→ Given records:
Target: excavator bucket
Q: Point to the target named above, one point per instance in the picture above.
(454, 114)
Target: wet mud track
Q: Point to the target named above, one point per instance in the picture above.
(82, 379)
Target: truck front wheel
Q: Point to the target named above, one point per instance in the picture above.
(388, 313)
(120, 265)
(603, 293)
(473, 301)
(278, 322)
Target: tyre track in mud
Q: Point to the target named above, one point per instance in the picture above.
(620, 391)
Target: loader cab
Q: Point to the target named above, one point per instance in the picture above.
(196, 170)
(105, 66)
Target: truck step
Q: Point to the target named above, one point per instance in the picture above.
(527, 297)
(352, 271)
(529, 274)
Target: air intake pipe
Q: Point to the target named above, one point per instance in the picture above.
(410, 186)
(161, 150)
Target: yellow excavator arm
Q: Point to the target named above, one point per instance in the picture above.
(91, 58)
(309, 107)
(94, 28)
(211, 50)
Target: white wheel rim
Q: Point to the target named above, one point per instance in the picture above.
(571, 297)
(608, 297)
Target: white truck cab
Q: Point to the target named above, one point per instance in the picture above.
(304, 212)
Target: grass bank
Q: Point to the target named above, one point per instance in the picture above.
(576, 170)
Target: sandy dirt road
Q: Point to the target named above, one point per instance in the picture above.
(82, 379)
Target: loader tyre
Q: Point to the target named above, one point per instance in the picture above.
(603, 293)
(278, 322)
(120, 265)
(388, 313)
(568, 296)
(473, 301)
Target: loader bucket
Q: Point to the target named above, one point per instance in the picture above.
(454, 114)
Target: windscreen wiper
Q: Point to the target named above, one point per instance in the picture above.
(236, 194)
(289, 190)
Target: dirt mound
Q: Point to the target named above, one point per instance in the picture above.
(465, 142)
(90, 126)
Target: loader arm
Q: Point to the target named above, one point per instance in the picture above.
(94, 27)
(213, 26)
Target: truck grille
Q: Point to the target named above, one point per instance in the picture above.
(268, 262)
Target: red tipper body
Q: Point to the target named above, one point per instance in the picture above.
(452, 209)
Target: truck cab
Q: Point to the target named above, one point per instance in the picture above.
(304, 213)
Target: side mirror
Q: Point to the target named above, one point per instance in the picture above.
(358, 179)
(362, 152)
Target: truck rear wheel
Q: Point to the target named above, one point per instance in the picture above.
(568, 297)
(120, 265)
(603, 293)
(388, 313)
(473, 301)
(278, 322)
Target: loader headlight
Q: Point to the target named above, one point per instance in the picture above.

→ Directions for this task:
Put every line of the data above into a numbered list, leaving out any blank lines.

→ Complete output:
1. Target: excavator bucket
2. Q: Point to the target named above, one point per instance in the picture above.
3. (454, 114)
4. Target: wet mud track
5. Q: Point to the target named above, one point per instance in the picture above.
6. (82, 379)
7. Target: truck front wheel
8. Q: Point to the target named above, one point per instance in the picture above.
9. (388, 313)
10. (120, 265)
11. (603, 293)
12. (473, 301)
13. (278, 322)
14. Target: tyre track in mud
15. Q: Point to the target named above, one point per instance in the picture above.
16. (620, 391)
17. Target: loader cab
18. Q: Point to the target named above, one point per instance in the picture above.
19. (196, 170)
20. (105, 66)
21. Target: truck step
22. Q: Point to the target named above, one point per instance in the picture above.
23. (527, 297)
24. (352, 271)
25. (529, 274)
26. Target: air intake pipe
27. Q: Point to the target named above, one point per instance in the picture above.
28. (410, 186)
29. (161, 150)
30. Target: yellow excavator arm
31. Q: Point to the target named above, one point per instance in the picture above.
32. (91, 58)
33. (309, 107)
34. (94, 28)
35. (211, 50)
36. Target: white wheel rim
37. Q: Point to the target named above, one point per instance in the picture above.
38. (571, 297)
39. (608, 297)
40. Target: white truck cab
41. Q: Point to the target named above, one point per instance in the picture above.
42. (304, 212)
43. Target: grass bank
44. Q: Point to the target named above, one point per instance in the picture above.
45. (576, 170)
46. Target: sandy dirt road
47. Q: Point to the target named above, one point per instance in the picture above.
48. (82, 379)
49. Target: loader tyre
50. Q: Point to the target named above, one point per instance in the picture above.
51. (603, 293)
52. (278, 322)
53. (120, 265)
54. (388, 313)
55. (568, 296)
56. (473, 301)
57. Target: loader bucket
58. Q: Point to the target named above, one point per instance in the picture above.
59. (454, 114)
60. Target: windscreen wiper
61. Q: Point to the target named above, one point per instance in the picture above.
62. (236, 194)
63. (289, 190)
64. Target: dirt mound
65. Q: Point to the target named above, one point per instance in the picture above.
66. (465, 142)
67. (90, 126)
68. Target: loader arm
69. Q: Point to the target named above, one point per instance in the picture above.
70. (94, 27)
71. (213, 26)
72. Target: truck grille
73. Q: Point to the target named above, one point per instance in the picture above.
74. (268, 262)
75. Target: red tipper body
76. Q: Point to the target named above, one point per instance in the picture above.
77. (452, 209)
78. Target: truck cab
79. Q: Point to the target named above, one point per instance in the picture above.
80. (304, 213)
81. Target: side mirror
82. Q: Point to the target named above, one point per instance in the picture above.
83. (358, 179)
84. (362, 152)
85. Target: truck rear wheel
86. Q: Point to the target named above, one point per instance in the picture above.
87. (568, 297)
88. (120, 265)
89. (603, 293)
90. (388, 313)
91. (473, 301)
92. (278, 322)
93. Target: loader headlight
94. Q: Point to the target named above, one point per instance in the picture above.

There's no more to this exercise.